LISTING:
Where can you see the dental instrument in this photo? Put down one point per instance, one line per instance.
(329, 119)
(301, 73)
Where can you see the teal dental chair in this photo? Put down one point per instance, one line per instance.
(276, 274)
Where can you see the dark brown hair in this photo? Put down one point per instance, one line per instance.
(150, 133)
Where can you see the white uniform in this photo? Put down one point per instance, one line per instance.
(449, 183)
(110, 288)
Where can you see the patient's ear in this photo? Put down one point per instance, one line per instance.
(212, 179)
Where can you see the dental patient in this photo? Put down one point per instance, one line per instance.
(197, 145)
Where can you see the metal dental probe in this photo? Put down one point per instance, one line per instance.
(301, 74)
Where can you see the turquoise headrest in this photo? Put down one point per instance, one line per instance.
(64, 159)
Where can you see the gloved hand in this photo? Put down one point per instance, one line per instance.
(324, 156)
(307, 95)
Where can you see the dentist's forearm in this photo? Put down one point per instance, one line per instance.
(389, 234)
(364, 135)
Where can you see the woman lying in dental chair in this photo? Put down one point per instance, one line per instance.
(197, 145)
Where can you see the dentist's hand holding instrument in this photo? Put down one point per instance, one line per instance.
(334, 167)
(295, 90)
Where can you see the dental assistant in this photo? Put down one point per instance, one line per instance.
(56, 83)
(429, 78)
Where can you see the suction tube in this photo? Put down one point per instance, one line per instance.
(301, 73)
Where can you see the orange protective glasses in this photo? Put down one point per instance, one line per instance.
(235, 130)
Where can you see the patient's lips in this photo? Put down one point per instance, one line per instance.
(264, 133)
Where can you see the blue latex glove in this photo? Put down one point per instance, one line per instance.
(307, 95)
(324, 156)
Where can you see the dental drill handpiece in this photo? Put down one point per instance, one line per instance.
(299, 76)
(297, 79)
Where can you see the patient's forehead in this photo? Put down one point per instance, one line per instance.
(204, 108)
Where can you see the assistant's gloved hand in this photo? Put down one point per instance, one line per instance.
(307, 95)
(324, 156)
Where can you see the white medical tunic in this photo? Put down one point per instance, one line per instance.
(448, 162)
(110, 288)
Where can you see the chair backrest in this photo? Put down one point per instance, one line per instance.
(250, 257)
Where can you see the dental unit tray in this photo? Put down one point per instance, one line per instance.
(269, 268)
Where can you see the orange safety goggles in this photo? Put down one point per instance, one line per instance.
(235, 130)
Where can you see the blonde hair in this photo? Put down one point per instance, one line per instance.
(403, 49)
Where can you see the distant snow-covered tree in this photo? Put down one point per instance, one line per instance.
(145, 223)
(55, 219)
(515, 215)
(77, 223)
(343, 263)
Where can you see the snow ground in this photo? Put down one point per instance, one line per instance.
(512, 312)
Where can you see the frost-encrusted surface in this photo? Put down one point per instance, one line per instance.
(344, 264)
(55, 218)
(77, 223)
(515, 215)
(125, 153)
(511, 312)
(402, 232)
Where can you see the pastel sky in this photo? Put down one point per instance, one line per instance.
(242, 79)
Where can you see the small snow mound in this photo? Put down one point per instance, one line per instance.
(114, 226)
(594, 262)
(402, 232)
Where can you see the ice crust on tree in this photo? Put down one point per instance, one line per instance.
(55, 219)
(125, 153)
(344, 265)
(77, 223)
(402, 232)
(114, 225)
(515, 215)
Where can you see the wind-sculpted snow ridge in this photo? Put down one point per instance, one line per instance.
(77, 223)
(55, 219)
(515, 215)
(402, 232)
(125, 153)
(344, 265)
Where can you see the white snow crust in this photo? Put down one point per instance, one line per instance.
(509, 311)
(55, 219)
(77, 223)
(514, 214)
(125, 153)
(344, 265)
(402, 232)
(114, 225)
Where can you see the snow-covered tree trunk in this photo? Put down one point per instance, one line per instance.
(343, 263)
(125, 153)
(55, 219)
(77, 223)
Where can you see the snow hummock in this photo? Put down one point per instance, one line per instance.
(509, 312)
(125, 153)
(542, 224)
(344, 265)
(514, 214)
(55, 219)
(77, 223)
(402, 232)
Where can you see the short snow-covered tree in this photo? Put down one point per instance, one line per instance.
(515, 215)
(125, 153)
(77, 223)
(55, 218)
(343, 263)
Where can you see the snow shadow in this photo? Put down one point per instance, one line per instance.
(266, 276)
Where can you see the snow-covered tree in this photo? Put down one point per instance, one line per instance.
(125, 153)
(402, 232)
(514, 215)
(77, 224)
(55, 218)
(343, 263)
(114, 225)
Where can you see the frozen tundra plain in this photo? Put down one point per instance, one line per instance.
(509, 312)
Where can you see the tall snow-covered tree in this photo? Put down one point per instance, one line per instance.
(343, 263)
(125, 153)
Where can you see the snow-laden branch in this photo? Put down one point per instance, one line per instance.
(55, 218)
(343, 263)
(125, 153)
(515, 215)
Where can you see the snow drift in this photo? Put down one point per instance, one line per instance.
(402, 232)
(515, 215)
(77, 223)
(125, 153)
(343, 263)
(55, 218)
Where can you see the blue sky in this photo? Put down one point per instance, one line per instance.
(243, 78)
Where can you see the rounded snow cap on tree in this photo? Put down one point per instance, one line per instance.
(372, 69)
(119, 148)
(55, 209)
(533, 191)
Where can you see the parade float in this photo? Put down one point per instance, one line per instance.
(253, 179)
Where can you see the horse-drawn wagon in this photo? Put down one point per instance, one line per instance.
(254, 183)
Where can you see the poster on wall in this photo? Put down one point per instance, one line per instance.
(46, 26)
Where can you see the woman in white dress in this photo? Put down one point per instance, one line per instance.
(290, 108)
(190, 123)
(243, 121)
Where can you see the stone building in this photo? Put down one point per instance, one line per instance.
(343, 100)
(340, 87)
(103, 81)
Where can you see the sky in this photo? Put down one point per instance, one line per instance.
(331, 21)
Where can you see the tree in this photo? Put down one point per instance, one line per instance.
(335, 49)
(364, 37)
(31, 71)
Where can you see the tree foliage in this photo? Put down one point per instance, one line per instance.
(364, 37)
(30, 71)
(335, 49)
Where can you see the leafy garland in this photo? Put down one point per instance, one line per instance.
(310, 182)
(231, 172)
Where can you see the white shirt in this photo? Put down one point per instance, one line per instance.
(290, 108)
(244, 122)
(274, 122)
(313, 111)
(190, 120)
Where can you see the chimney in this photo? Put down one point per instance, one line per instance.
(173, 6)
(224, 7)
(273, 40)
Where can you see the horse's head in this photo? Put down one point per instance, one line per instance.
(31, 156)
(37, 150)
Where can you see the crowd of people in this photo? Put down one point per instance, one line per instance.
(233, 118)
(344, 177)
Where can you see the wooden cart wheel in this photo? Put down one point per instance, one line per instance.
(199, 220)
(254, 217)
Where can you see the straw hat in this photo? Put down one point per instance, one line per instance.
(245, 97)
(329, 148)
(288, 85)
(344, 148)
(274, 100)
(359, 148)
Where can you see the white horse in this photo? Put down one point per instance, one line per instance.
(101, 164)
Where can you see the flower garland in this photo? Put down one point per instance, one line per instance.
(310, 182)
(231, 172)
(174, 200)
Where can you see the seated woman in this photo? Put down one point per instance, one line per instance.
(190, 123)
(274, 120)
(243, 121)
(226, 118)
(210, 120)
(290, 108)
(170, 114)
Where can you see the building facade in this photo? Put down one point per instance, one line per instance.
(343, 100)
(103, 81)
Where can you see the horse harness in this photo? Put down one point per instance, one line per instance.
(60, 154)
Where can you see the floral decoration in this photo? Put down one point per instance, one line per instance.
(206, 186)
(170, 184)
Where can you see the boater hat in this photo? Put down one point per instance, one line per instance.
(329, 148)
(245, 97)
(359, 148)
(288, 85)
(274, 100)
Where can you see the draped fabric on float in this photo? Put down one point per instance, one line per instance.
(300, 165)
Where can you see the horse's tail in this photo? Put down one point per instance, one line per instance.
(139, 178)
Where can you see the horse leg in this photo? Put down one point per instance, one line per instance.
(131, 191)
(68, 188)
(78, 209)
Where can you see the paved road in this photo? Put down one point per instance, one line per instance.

GOAL OF THE EXERCISE:
Word for word, quote the lines from the line containing "Where can you see the floral" through the end of the material, both included, and nothing else.

SOLUTION BELOW:
Where can you see the floral decoration in this photo? Put down one point per instance, one line per instance.
(206, 186)
(170, 184)
Where can you see the boater hat in this photo? Put down one point per instance, one line per instance.
(329, 148)
(245, 97)
(359, 148)
(288, 85)
(274, 100)
Where can you see the draped fabric on float in this photo? Put down one point per instance, one line per instance.
(300, 165)
Where can you see the horse's tail in this photo? Put down one point per instance, one line per instance.
(139, 178)
Where can you see the horse leg in this photo? Put down one point per instance, one line per instance.
(131, 191)
(68, 188)
(78, 209)
Where can you see the paved road in this photo? Put down one point per instance, one line per instance.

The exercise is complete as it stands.